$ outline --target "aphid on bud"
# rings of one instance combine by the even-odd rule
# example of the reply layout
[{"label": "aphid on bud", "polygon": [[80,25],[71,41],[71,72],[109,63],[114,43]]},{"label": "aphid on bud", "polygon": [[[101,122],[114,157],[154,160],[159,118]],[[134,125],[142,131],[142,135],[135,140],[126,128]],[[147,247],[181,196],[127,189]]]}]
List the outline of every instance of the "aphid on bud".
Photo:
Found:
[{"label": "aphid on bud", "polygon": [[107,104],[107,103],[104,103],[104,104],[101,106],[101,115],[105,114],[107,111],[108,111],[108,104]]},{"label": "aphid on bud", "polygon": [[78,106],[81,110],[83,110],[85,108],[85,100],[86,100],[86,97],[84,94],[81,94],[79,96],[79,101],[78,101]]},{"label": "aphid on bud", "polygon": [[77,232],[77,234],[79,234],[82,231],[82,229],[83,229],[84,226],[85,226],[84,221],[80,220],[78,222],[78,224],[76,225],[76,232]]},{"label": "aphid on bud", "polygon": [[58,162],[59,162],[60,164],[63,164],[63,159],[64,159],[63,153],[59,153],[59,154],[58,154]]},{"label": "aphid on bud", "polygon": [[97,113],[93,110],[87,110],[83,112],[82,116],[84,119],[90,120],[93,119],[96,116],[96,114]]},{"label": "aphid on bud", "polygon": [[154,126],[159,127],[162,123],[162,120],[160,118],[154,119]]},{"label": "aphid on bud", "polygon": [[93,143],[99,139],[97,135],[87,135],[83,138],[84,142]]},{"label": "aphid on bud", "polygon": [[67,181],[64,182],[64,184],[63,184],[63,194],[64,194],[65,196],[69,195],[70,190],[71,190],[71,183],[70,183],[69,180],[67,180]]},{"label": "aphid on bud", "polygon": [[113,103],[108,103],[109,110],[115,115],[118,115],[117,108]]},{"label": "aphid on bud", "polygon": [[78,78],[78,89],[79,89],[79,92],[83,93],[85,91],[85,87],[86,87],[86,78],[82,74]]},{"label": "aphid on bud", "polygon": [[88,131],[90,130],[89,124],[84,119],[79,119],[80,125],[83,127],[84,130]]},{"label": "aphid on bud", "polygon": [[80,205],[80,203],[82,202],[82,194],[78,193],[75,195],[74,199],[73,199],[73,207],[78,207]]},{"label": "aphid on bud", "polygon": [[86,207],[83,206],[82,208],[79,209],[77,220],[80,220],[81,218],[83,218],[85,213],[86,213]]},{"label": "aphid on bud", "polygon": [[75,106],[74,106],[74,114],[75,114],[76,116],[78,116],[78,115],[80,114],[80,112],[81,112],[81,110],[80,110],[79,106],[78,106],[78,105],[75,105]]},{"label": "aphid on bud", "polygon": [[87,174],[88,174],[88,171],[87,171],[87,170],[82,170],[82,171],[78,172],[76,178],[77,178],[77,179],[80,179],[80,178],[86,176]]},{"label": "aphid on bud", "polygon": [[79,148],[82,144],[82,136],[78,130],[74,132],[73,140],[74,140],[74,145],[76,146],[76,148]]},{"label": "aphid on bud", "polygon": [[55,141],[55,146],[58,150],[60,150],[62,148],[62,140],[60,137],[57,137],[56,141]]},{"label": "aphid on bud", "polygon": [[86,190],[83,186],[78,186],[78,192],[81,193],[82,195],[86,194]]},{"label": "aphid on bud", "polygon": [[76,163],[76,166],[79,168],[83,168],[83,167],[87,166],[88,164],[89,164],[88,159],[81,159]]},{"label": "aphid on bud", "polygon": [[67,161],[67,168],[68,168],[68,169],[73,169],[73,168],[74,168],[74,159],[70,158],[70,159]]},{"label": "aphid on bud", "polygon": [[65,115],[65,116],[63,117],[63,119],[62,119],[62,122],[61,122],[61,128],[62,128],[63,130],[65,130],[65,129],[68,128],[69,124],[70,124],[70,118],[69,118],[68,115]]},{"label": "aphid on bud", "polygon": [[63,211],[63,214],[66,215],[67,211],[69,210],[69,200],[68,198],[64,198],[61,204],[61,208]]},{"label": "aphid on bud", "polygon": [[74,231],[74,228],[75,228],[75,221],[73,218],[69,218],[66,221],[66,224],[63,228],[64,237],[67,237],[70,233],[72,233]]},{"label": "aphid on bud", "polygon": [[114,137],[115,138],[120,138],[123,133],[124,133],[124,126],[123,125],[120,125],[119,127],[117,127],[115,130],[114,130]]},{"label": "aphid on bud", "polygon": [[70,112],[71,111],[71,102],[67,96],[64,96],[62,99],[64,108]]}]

════════════════

== Problem ==
Write out the whole listing above again, line for line and without a single change.

== The reply ==
$ outline --target "aphid on bud"
# rings of one instance combine by the even-odd rule
# example of the reply layout
[{"label": "aphid on bud", "polygon": [[80,25],[71,41],[71,72],[109,63],[114,43]]},{"label": "aphid on bud", "polygon": [[[101,122],[114,157],[154,160],[159,118]],[[134,125],[142,131],[142,135],[135,140],[126,128]],[[147,247],[181,196],[127,189]]]}]
List the outline of every instance of the "aphid on bud".
Photo:
Found:
[{"label": "aphid on bud", "polygon": [[107,104],[107,103],[104,103],[104,104],[101,106],[101,115],[105,114],[107,111],[108,111],[108,104]]},{"label": "aphid on bud", "polygon": [[78,106],[81,110],[83,110],[85,108],[85,100],[86,100],[86,97],[84,94],[81,94],[79,96],[79,101],[78,101]]},{"label": "aphid on bud", "polygon": [[77,232],[77,234],[79,234],[82,231],[82,229],[83,229],[84,226],[85,226],[84,221],[80,220],[78,222],[78,224],[76,225],[76,232]]},{"label": "aphid on bud", "polygon": [[58,162],[59,162],[60,164],[63,164],[63,159],[64,159],[63,153],[59,153],[59,154],[58,154]]},{"label": "aphid on bud", "polygon": [[97,113],[93,110],[87,110],[83,112],[82,116],[84,119],[90,120],[93,119],[96,116],[96,114]]},{"label": "aphid on bud", "polygon": [[154,126],[159,127],[162,123],[162,120],[160,118],[154,119]]},{"label": "aphid on bud", "polygon": [[93,143],[99,139],[97,135],[87,135],[83,138],[84,142]]},{"label": "aphid on bud", "polygon": [[67,181],[64,182],[64,184],[63,184],[63,194],[64,194],[65,196],[69,195],[70,190],[71,190],[71,183],[70,183],[69,180],[67,180]]},{"label": "aphid on bud", "polygon": [[113,103],[108,103],[109,110],[115,115],[118,115],[117,108]]},{"label": "aphid on bud", "polygon": [[78,78],[78,89],[79,89],[79,92],[83,93],[85,91],[85,87],[86,87],[86,78],[82,74]]},{"label": "aphid on bud", "polygon": [[88,131],[90,130],[89,124],[84,119],[79,119],[80,125],[83,127],[84,130]]},{"label": "aphid on bud", "polygon": [[80,205],[80,203],[82,202],[82,194],[78,193],[75,195],[74,199],[73,199],[73,207],[78,207]]},{"label": "aphid on bud", "polygon": [[86,207],[83,206],[82,208],[79,209],[77,220],[80,220],[81,218],[83,218],[85,213],[86,213]]},{"label": "aphid on bud", "polygon": [[75,106],[74,106],[74,114],[75,114],[76,116],[78,116],[78,115],[80,114],[80,112],[81,112],[81,110],[80,110],[79,106],[78,106],[78,105],[75,105]]},{"label": "aphid on bud", "polygon": [[87,174],[88,174],[88,171],[87,171],[87,170],[82,170],[82,171],[78,172],[76,178],[77,178],[77,179],[80,179],[80,178],[86,176]]},{"label": "aphid on bud", "polygon": [[79,148],[82,144],[82,136],[78,130],[74,132],[73,140],[74,140],[74,145],[76,146],[76,148]]},{"label": "aphid on bud", "polygon": [[55,141],[55,146],[58,150],[60,150],[62,148],[62,140],[60,137],[57,137],[56,141]]},{"label": "aphid on bud", "polygon": [[86,190],[83,186],[78,186],[78,192],[81,193],[82,195],[86,194]]},{"label": "aphid on bud", "polygon": [[76,163],[76,166],[79,168],[83,168],[83,167],[87,166],[88,164],[89,164],[88,159],[81,159]]},{"label": "aphid on bud", "polygon": [[67,161],[67,168],[68,168],[68,169],[73,169],[73,168],[74,168],[74,159],[70,158],[70,159]]},{"label": "aphid on bud", "polygon": [[65,115],[65,116],[63,117],[63,119],[62,119],[62,122],[61,122],[61,128],[62,128],[63,130],[65,130],[65,129],[68,128],[69,124],[70,124],[70,118],[69,118],[68,115]]},{"label": "aphid on bud", "polygon": [[63,211],[63,214],[66,215],[67,211],[69,210],[69,200],[68,198],[64,198],[61,204],[61,208]]},{"label": "aphid on bud", "polygon": [[74,231],[74,228],[75,228],[75,221],[73,218],[69,218],[66,221],[66,224],[63,228],[64,237],[67,237],[70,233],[72,233]]},{"label": "aphid on bud", "polygon": [[114,137],[115,138],[120,138],[123,133],[124,133],[124,126],[123,125],[120,125],[119,127],[117,127],[115,130],[114,130]]},{"label": "aphid on bud", "polygon": [[70,112],[71,111],[71,102],[67,96],[64,96],[62,99],[64,108]]}]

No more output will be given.